Please return each record exactly as it stands.

DATA RECORDS:
-----

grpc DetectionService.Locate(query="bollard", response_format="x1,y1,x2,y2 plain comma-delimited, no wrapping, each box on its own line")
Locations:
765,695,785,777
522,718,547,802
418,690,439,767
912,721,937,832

-----

OUTPUT:
grpc DetectionService.Locate(query="bollard", response_format="x1,y1,x2,y2 plain comma-delimited, no wrapping, each box on its own line")
Locations:
765,695,785,777
522,718,547,802
418,690,439,767
912,721,937,832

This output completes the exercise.